• **Problems and tasks**:
A. Answer these about the excerpt on political correctness and regression:
(i) What can only the ego ideal give?
(ii) Since when has the role of the father come to be repudiated?
(iii) In the postmodern position described, what does language refer to?
B. Can you pick up the excerpt on political correctness and regression after its final sentence and carry it forward?

• **Page excerpt**:
=-=-=

None of this takes away from the
value of the ego ideal and the maternal role. Only the ego ideal can give
inspiration to what would otherwise be a dry and joyless pattern of
obligations. Thus, the superego structures our understanding of how we are
separate from the world around us, and therefore how we must engage it on its
own terms. The ego ideal provides a meaning for this engagement by giving us an
image of overcoming our separation and becoming one with the world.. Society
can be seen to involve an intimate interaction of the ego ideal and the
superego.
The traditional family, as Freud
understood it, manifests what I shall call a biparental model
of child rearing along these lines. It incorporates both paternal and maternal
elements, recognizing the difference and the value of each. It leads to an
image of authority that is both realistic and loving.
PC and Regression
In order to understand PC one
needs to recognize that in recent decades, specifically since the late sixties,
the role of the father, the superego, has come to be repudiated. Taking its
place has been the domination of pre-oedipal narcissism, whose central feature
is fusion with the primordial mother.
This development has a number of
aspects, but two are of particular importance. First is the philosophical
current typically referred to as postmodernism or poststructuralism, associated
with the various writings of Jacques Derrida, Michel Foucault, Jacques Lacan,
Francois Lyotard, and others. What one finds in these works is the general
position that there is no objective external world. Knowledge is only language
and language refers only to other language. The idea that there is an external
world is associated with patriarchy, which uses it in the service of male
oppression, keeping down and marginalizing the spontaneous, the organic, the
feminine.
At the same time, the maternal
orientation itself has made a bid for dominance through a number of varieties
of feminism. Setting up an opposition between, on one hand, the supposedly
rule-bound, hierarchical, aggressive orientation of men and, on the other, the
supposedly spontaneous, caring, non-hierarchical, receptive orientation of women,
a broad spectrum of writers has sought to portray what they see as the
distinctive psychology of women, which I shall refer to simply as the feminine,
as an alternative organizing principle to what they see as male domination
(e.g. Gilligan, 1982; MacKinnon, 1989; Calas and Smircich, 1991; Irigaray,
1985).

=-=-=

• **Source data**:

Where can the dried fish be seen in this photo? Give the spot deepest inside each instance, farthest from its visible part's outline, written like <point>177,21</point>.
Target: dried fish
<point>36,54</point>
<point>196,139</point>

=-=-=

• **Exercise answers**:
A.
(i) Inspiration to what would otherwise be a dry and joyless pattern of obligations.
(ii) Since the late sixties.
(iii) Only other language.

B.
To the extent that feminist
writers propose the feminine as a complement to the masculine, as a side of the
personality that, in our society, and especially outside the family, has needed
additional expression, their work seems to me to represent an interesting,
valuable, and essentially correct point of view (e.g. Benjamin, 1988). Seen
within the postmodern context, however, the simultaneous assault on the male
and apotheosis of the female mean something else. They do not represent a
revision of the idea of optimal development by adding maternal to paternal
elements. Rather, we can see a shift in the embodiment of authority from the
biparental model to one based on the more primitive primordial mother. The
danger of this shift is not so much that it repudiates the father, but that it
puts into political form the repudiation of what the father represents –
external reality itself. This is what we see happening in PC.
From the Biparental to the
Primitive Maternal in the University
To understand the meaning of a
revolt against the paternal within the university, we need to understand how
the superego, the institutionalized paternal, traditionally operates in that
institutional context. This is an easy matter. In the biparental model, the
meaning of the university is the generation of achievement. We may think of
this as the beneficial transformation of reality, whether physically or through
an increased understanding of that reality.
The function of the superego in
the university is primarily the inculcation of standards. The university
presumes that there is an external world which can be known in better or worse
ways. The meaning of standards is the establishment of the best ways of knowing
the world, based on the whole history of human engagement with that world. The
function of research, of course, is to get to know the world better, and
thereby to raise the standards of knowing. With regard to teaching, the
university functions ideally as a father, who prepares students to achieve
something in the world based upon the modeling of good work, work in accordance
with the highest standards, and the differential reward of good versus bad
work. If the process is successful, the student internalizes this polarity between
good work and bad work as part of the superego, and goes out into the world
where he or she does good work based upon this internalization.
With regard to decision making in
the biparental university, the superego manifests itself as intended rationality.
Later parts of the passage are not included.